Task to carry out =
Render every line of the entries below as a JSON list of strings, one string per line, with blank lines omitted.

#### Listed entries

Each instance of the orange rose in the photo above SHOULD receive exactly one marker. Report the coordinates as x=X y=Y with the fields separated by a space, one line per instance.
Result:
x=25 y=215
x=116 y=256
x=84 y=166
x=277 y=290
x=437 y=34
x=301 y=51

########

Problem solution =
[
  "Each instance of the orange rose in the photo above SHOULD receive exactly one marker. Report the coordinates as x=X y=Y with the fields separated by a space, one line per instance.",
  "Result:",
  "x=25 y=215",
  "x=116 y=256",
  "x=84 y=166",
  "x=277 y=290",
  "x=437 y=34",
  "x=301 y=51"
]